Your assignment: Pictures appear in the records below; write out everything else exactly.

START Data for this task

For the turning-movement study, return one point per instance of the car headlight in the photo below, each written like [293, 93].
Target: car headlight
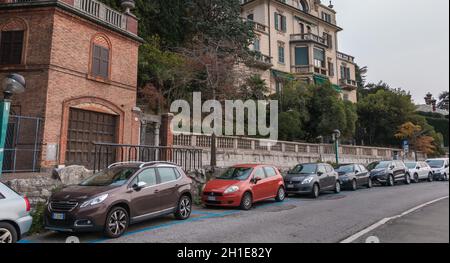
[308, 180]
[95, 201]
[231, 189]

END Data for this task

Response box:
For the turning-movement study, return one point per instance of the car headlight in the photo below, each written like [293, 93].
Target: car headlight
[308, 180]
[95, 201]
[231, 189]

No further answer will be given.